**Direction A:** In the Kubernetes StatefulSet tutorial, which operating system runs on each node of the cluster?
**Direction B:** Write the next part of the Kubernetes StatefulSet tutorial, picking up after its last line.

[START Document segment]

What is Kubernetes StatefulSet and why do we need it ?

In this tutorial I am going to cover yet another important topic of Kubernetes which is StatefulSet.

Table of Contents

Prerequisites

To perform the practical demonstration at your own I assume that you have a healthy 3-node Kubernetes cluster already been provisioned.

My environment

Node	IP	HostName	OS	Kubernetes version	Docker version
Master	172.32.32.100	kmaster-ft.example.com	Ubuntu 18.04	v1.19.3	19.03.6
Worker 1	172.32.32.101	kworker-ft1.example.com	Ubuntu 18.04	v1.19.3	19.03.6
Worker 2	172.32.32.102	kworker-ft2.example.com	Ubuntu 18.04	v1.19.3	19.03.6

Before we start the practical demonstration lets first understand what is Kubernetes StatefulSet.

What is Kubernetes StatefulSet?

As per Kubernetes official documentation Kubernetes StatefulSet is the workload API object used to manage stateful applications.

Not quite clear. Right!

[END Document segment]
[START Data records]

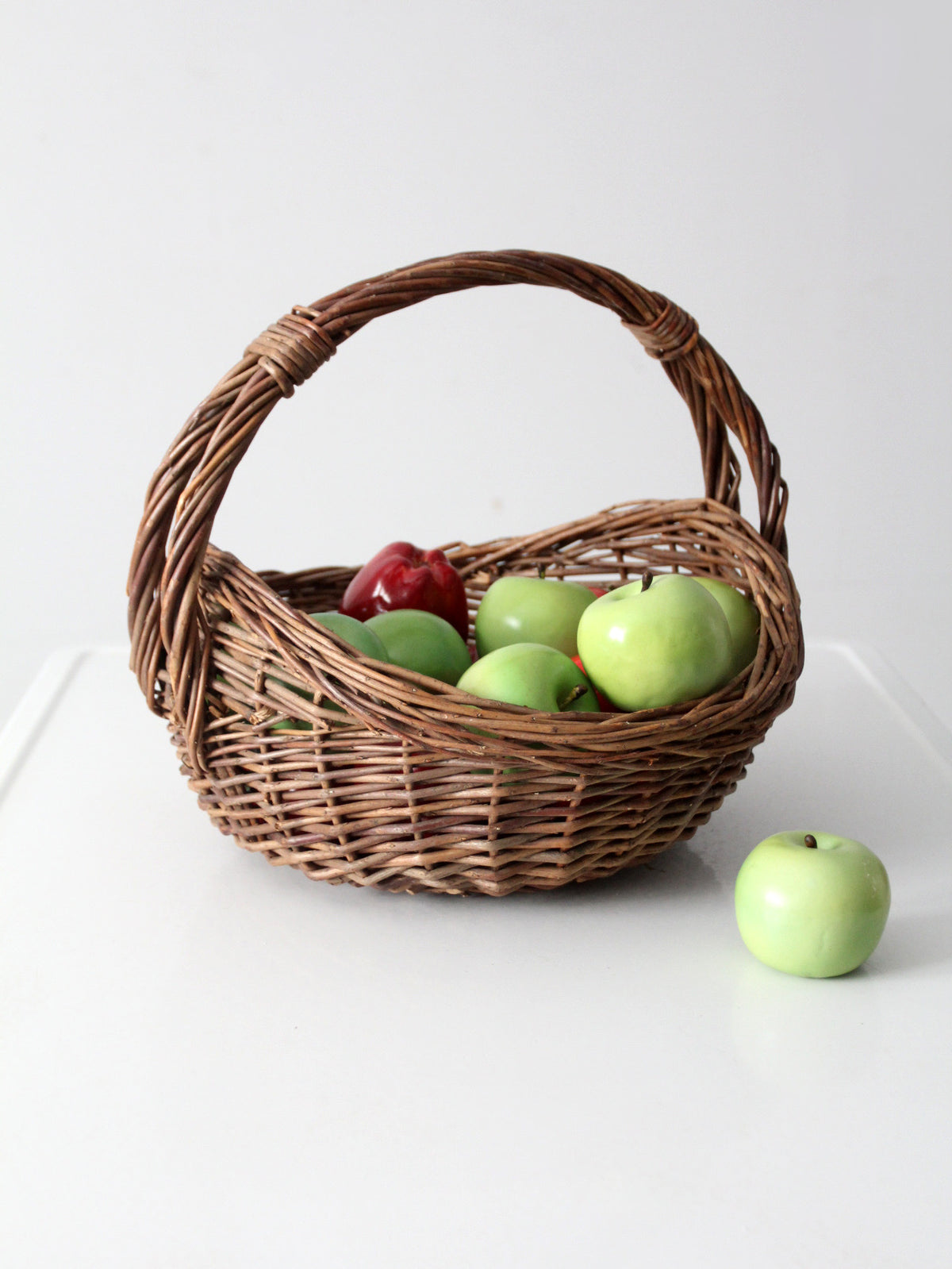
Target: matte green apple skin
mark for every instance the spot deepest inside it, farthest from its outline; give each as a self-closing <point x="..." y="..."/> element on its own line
<point x="359" y="635"/>
<point x="353" y="633"/>
<point x="531" y="610"/>
<point x="743" y="620"/>
<point x="662" y="646"/>
<point x="423" y="642"/>
<point x="528" y="674"/>
<point x="812" y="911"/>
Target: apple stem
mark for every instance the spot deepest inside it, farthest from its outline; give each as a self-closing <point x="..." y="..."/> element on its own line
<point x="578" y="690"/>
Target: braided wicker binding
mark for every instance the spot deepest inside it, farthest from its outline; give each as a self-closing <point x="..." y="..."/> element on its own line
<point x="393" y="778"/>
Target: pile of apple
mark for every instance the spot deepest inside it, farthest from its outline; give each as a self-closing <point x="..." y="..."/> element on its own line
<point x="810" y="904"/>
<point x="547" y="644"/>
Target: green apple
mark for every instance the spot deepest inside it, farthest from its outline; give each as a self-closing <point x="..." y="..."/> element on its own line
<point x="359" y="635"/>
<point x="353" y="633"/>
<point x="812" y="904"/>
<point x="531" y="610"/>
<point x="657" y="644"/>
<point x="531" y="674"/>
<point x="743" y="618"/>
<point x="423" y="642"/>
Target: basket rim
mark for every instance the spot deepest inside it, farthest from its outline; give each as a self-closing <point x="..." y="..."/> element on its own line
<point x="349" y="678"/>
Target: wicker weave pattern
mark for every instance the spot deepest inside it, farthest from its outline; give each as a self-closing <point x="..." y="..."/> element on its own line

[END Data records]

**Final result A:** Ubuntu 18.04

**Final result B:**
Lets first understand what is stateful and stateless means in a bit more easier and detailed manner.

What is a stateful application?

A Stateful application is the one which saves all the data to a persistent disk storage which will be used by the application clients, other dependent applications or by the server itself. For example A database is a stateful application or or you can say any key-value store to which data is saved and retrieved by other applications. Some popular examples of stateful applications are MongoDB, Cassandra, and MySQL etc.

What is stateless application?

A stateless app is an application that does not save any client data on the server-side generated in one session for use in the next session with that client. Instead client is responsible for storing and handling all application state-related information on client side. It improves the performance of applications.

For example All the web services (for eg. Apache, Nginx, or Tomcat) which are reliant of RESTful API designs. They do not care which network they are using, and they don’t need a permanent storage as well.

Now since we have a good understanding of stateful and stateless applications we can easily go back to our original topic of understanding Kubernetes StatefulSet.

When to use Kubernetes StatefulSet ?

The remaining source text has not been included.